[Stored data entries]
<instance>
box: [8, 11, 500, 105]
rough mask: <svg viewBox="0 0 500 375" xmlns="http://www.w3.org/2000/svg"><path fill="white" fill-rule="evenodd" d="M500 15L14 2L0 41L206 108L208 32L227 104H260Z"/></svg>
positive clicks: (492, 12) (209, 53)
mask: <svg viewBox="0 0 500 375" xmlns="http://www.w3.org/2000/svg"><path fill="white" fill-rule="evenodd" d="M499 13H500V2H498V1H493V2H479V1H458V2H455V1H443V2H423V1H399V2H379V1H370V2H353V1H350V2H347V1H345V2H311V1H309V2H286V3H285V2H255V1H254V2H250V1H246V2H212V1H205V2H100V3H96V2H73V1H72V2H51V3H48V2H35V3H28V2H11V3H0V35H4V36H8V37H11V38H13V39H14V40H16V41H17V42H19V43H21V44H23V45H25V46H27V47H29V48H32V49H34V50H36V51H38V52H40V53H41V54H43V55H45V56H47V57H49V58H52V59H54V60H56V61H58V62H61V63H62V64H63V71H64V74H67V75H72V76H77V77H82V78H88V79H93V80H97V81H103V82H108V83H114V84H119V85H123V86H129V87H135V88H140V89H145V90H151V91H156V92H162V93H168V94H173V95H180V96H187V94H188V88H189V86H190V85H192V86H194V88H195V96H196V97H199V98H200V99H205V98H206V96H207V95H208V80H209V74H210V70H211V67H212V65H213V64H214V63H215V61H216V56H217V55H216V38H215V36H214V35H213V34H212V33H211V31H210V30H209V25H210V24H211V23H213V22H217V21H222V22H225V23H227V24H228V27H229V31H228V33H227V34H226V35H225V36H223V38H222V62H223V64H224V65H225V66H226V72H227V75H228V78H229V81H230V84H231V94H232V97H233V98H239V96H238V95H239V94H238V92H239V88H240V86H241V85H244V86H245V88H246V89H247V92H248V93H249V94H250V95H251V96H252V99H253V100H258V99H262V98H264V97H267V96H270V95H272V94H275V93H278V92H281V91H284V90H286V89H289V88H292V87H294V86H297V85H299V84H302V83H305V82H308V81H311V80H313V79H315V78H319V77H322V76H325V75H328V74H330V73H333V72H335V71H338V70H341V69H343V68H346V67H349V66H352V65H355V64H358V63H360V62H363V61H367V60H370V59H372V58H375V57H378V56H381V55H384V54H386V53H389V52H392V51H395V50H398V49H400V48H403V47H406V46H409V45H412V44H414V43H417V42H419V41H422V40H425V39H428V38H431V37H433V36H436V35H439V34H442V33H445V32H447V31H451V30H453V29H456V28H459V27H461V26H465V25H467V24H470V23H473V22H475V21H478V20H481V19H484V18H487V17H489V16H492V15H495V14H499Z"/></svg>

Exercise prompt
Using the entries above, give again exactly the lines from the line holding "box: [8, 11, 500, 105]" through the line holding "rough mask: <svg". Include both end lines and nothing else.

Response to the task
box: [8, 11, 500, 105]
rough mask: <svg viewBox="0 0 500 375" xmlns="http://www.w3.org/2000/svg"><path fill="white" fill-rule="evenodd" d="M500 15L14 2L0 41L206 108L208 32L227 104H260Z"/></svg>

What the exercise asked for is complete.